- Given problem 1
From the essay on saints and Scripture, copy the part that opens with the words containing "Along with the" and closes with "be cozy bedfellows.".

- Document excerpt
━━━━
St. Justin Martyr

Common Confusions about Saints and Scripture

 

 

Along with the undeniable benefits brought to us by modern science and technology, our thinking has also been encumbered by a few intellectual missteps. So much has been attained through the prioritization of mathematics in dealing with the material world, this quantitative, calculating mode of knowledge has dared to intrude into areas it was never meant for, causing its glorious clarities to obscure rather than to enlighten. Even in moral matters, we have learned that lucidity is not always a token of veracity. “Now let me be perfectly clear,” we often heard from the lips of Richard Nixon, and we soon learned that clarity and mendacity can be cozy bedfellows.

Many, perhaps most, of our obviously important and meaningful experiences are accompanied by a greater or lesser degree of obscurity, or – in more favorable terms – mystery. Many of the best movies ever made resist description through a simple log line, and instrumental music moves us most because it transcends whatever “explanation” of its meaning one might tender. Even recent physics has finally admitted that there is a “cloud of unknowing” in the very heart of the atom, and silver linings are not always easy to spot. Niels Bohr’s celebrated observation becomes more relevant with each new discovery: “The opposite of an accurate statement is a false statement, but the opposite of a profound truth could be another profound truth.”

One consequence of this overreach of clarification has afflicted Christianity. In Protestantism it manifests itself in the modern phenomenon of fundamentalism, and particularly in the very idea of Biblical “inerrancy.” Those who accept the Bible as God’s Word – both Protestants and Catholics – will understandably begin by asserting that what it contains is true. Where trouble begins is when the modern, mathematicized criteria of truth are allowed to call the shots. Indeed, we are the ones who “err” if we allow words to be true only by insisting that they – in every historical detail, in each and every theological exploration and in all astronomical, geological (in short, “scientific”) assertion – can stand up to modern criteria of critical historiography, philology and scientific methodology. This matter can be a hot potato for many followers of Christ and lovers of Scripture, so I suggest we look at a related issue which may help to calm the spirits.

The Catholic Church famously canonizes certain persons, lifts them to its altars for veneration and invocation and calls them “saints.” We have the advantage in the days of television and social media that some recently canonized individuals can be scrutinized as was never before possible. It can be unsettling, at first blush, when we notice how imperfect these people appeared to be. However, there is reason to believe that all past saints were similarly flawed in some ways; in fact, one disqualification for canonization would be the discovery that a certain candidate presented themselves as sinless. Saints have flaws, but more importantly, they know it and admit the fact, having struggled valiantly to overcome their shortcomings. They certainly were not always successful.
━━━━
- Input records

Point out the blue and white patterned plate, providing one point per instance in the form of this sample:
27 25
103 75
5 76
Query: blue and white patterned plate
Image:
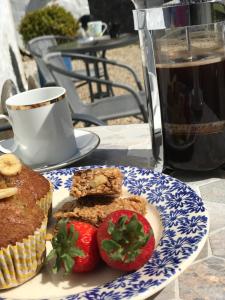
180 223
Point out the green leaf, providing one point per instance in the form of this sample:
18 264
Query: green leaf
109 246
118 255
127 238
122 220
111 227
51 255
68 263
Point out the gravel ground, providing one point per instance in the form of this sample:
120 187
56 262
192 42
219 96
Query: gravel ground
129 55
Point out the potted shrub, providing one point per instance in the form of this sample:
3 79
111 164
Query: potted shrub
49 20
53 20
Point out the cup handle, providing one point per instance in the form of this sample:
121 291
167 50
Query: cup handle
105 26
13 147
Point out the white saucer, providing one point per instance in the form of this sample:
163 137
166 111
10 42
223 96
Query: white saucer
86 142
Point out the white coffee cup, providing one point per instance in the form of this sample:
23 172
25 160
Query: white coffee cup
42 126
96 28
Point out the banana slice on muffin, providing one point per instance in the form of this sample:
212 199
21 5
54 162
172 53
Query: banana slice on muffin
10 165
8 192
32 187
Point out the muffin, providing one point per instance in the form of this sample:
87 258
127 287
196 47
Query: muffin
22 242
33 188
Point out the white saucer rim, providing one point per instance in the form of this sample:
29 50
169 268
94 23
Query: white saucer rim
75 157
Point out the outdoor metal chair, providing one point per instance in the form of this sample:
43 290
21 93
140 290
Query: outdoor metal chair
38 47
131 104
9 89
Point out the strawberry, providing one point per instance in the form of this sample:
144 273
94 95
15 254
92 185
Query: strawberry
74 247
125 240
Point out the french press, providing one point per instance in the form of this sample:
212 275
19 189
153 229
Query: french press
183 54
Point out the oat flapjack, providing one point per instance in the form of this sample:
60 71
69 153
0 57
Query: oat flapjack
94 210
99 181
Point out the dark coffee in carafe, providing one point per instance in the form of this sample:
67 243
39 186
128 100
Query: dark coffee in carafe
192 97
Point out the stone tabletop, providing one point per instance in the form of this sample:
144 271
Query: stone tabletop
205 278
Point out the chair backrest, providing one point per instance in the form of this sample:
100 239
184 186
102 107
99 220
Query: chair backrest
8 89
38 47
73 98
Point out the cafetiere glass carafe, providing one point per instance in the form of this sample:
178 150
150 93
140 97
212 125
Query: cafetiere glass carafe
183 56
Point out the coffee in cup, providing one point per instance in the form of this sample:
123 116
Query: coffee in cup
42 126
96 28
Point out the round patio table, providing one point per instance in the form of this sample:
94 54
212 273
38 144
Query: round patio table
88 45
97 47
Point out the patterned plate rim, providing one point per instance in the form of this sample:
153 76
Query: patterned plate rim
172 267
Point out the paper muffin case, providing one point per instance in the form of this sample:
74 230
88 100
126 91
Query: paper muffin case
22 261
45 202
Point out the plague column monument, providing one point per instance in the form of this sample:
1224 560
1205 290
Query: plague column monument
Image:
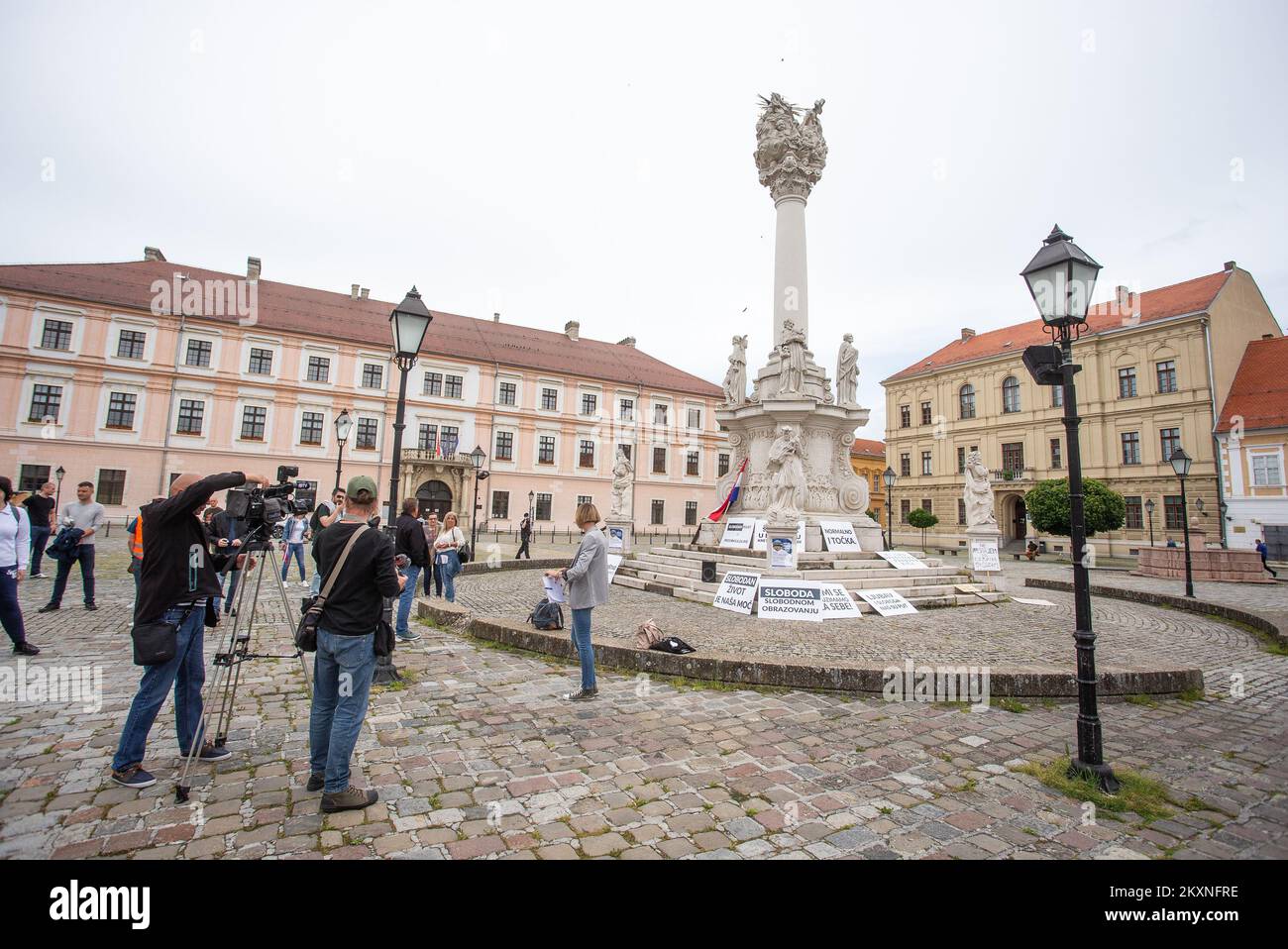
━━━━
- Given problem 2
Rewrite the part of the listing above that opens with the line containing "Point out the stone" and runs through the end of the listing as a Markdown table with the columns Row and Line. Number each line, skip blank lines, and leave the pictures out.

- Result 1
Along with the undeniable benefits brought to us by modern science and technology, our thinking has also been encumbered by a few intellectual missteps. So much has been attained through the prioritization of mathematics in dealing with the material world, this quantitative, calculating mode of knowledge has dared to intrude into areas it was never meant for, causing its glorious clarities to obscure rather than to enlighten. Even in moral matters, we have learned that lucidity is not always a token of veracity. “Now let me be perfectly clear,” we often heard from the lips of Richard Nixon, and we soon learned that clarity and mendacity can be cozy bedfellows.

- Result 2
| Row | Line |
|---|---|
| 1 | Point out the stone tabletop, providing one point per instance in the form of this sample: |
| 2 | 144 271 |
| 3 | Query: stone tabletop |
| 4 | 205 278 |
| 5 | Point out the chair backrest, providing one point per instance in the form of this sample: |
| 6 | 100 239 |
| 7 | 184 186 |
| 8 | 102 107 |
| 9 | 99 220 |
| 10 | Query: chair backrest |
| 11 | 8 89 |
| 12 | 38 47 |
| 13 | 73 98 |
| 14 | Point out the cafetiere glass carafe, providing one point per instance in the form of this sample: |
| 15 | 178 150 |
| 16 | 150 93 |
| 17 | 140 97 |
| 18 | 212 125 |
| 19 | Query: cafetiere glass carafe |
| 20 | 183 56 |
| 21 | Point out the coffee in cup, providing one point per instance in the form of this sample: |
| 22 | 123 116 |
| 23 | Query: coffee in cup |
| 24 | 42 126 |
| 25 | 96 28 |
| 26 | Point out the round patio table, providing one point per instance in the form of this sample: |
| 27 | 94 54 |
| 28 | 212 273 |
| 29 | 38 144 |
| 30 | Query: round patio table |
| 31 | 88 45 |
| 32 | 97 47 |
| 33 | Point out the patterned plate rim, providing one point per instance in the form of this sample: |
| 34 | 153 76 |
| 35 | Query: patterned plate rim |
| 36 | 172 267 |
| 37 | Point out the paper muffin case, providing one point per instance in the form of this sample: |
| 38 | 74 230 |
| 39 | 88 100 |
| 40 | 126 91 |
| 41 | Query: paper muffin case |
| 42 | 22 261 |
| 43 | 45 202 |
| 44 | Point out the plague column monument, providing one point per instance in the form of this sample: |
| 45 | 1224 560 |
| 46 | 1205 290 |
| 47 | Query: plague column monument |
| 48 | Image: |